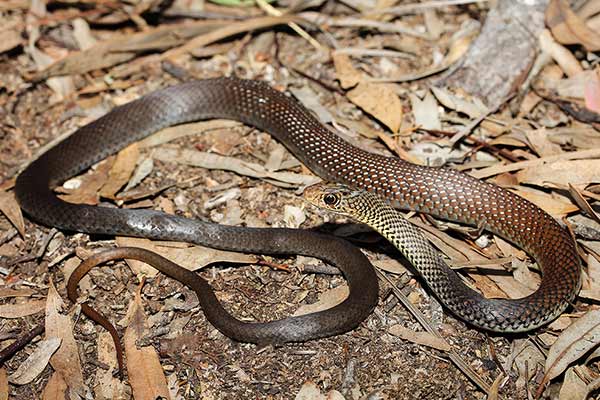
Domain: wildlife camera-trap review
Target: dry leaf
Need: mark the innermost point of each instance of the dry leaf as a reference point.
(579, 173)
(426, 111)
(29, 369)
(3, 384)
(8, 292)
(293, 216)
(563, 57)
(146, 375)
(573, 387)
(310, 391)
(422, 338)
(22, 309)
(541, 144)
(66, 359)
(55, 389)
(121, 170)
(11, 38)
(568, 28)
(310, 100)
(557, 206)
(108, 387)
(139, 268)
(583, 204)
(215, 161)
(84, 189)
(191, 257)
(591, 287)
(10, 208)
(390, 265)
(582, 336)
(327, 299)
(381, 101)
(345, 71)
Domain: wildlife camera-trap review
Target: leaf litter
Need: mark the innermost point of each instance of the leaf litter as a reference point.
(548, 153)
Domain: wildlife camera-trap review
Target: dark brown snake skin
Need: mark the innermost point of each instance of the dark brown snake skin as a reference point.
(443, 193)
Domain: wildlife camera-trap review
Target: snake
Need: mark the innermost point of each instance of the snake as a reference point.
(441, 192)
(374, 211)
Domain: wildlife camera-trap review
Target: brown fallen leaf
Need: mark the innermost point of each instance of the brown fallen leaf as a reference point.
(191, 257)
(390, 265)
(139, 268)
(583, 204)
(381, 101)
(573, 387)
(426, 111)
(557, 206)
(22, 309)
(11, 38)
(422, 338)
(590, 289)
(579, 338)
(108, 386)
(563, 57)
(8, 292)
(66, 359)
(29, 369)
(55, 389)
(215, 161)
(121, 171)
(327, 299)
(578, 173)
(541, 144)
(345, 71)
(146, 376)
(568, 28)
(3, 384)
(10, 208)
(84, 189)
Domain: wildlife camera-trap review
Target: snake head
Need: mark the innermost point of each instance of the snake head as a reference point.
(337, 198)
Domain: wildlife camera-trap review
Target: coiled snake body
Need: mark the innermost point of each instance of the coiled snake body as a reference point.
(443, 193)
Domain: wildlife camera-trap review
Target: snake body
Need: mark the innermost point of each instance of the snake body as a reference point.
(441, 192)
(372, 210)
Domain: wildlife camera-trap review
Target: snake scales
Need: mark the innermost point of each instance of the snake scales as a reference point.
(442, 192)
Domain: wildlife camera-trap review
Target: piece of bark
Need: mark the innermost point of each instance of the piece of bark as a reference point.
(500, 58)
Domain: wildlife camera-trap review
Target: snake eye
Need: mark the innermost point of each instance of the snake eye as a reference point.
(330, 199)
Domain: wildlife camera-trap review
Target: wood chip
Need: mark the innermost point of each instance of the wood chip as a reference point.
(66, 359)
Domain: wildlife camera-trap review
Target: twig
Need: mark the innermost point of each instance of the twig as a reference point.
(411, 8)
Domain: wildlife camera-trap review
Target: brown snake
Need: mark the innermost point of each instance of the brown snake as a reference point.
(444, 193)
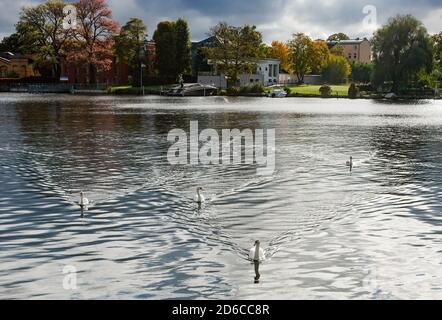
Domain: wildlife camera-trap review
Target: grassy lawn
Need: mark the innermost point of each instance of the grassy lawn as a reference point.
(136, 90)
(342, 90)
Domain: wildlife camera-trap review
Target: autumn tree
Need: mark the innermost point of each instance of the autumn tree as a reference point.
(338, 37)
(235, 49)
(280, 50)
(337, 50)
(40, 31)
(336, 70)
(437, 48)
(129, 45)
(301, 52)
(320, 56)
(402, 49)
(94, 37)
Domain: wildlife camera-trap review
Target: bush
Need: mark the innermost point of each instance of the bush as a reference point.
(287, 90)
(361, 72)
(232, 91)
(337, 70)
(366, 87)
(325, 91)
(252, 89)
(12, 74)
(353, 91)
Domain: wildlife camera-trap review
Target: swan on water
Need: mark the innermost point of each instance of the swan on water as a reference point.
(256, 253)
(199, 198)
(350, 163)
(84, 202)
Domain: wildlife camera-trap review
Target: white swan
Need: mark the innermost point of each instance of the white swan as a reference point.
(256, 253)
(350, 163)
(84, 202)
(199, 198)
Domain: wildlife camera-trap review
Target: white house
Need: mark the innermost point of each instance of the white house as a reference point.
(266, 72)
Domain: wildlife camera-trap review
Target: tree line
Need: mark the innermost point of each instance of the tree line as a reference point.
(95, 39)
(404, 54)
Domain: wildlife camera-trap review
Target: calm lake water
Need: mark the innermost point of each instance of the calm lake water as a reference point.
(375, 233)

## What to do
Copy exactly. Include the line containing "Need: mark the innermost point of each instance of the tree" and every later line through the end of the listing, and nothing else.

## The completed task
Need: mark the innermost point of each instance of the tree line as a reference point.
(95, 39)
(404, 54)
Domain: wildlife camera-trap review
Target: calm lake water
Need: mark the innermost point of each instance of the calm lake water as a reference point.
(375, 233)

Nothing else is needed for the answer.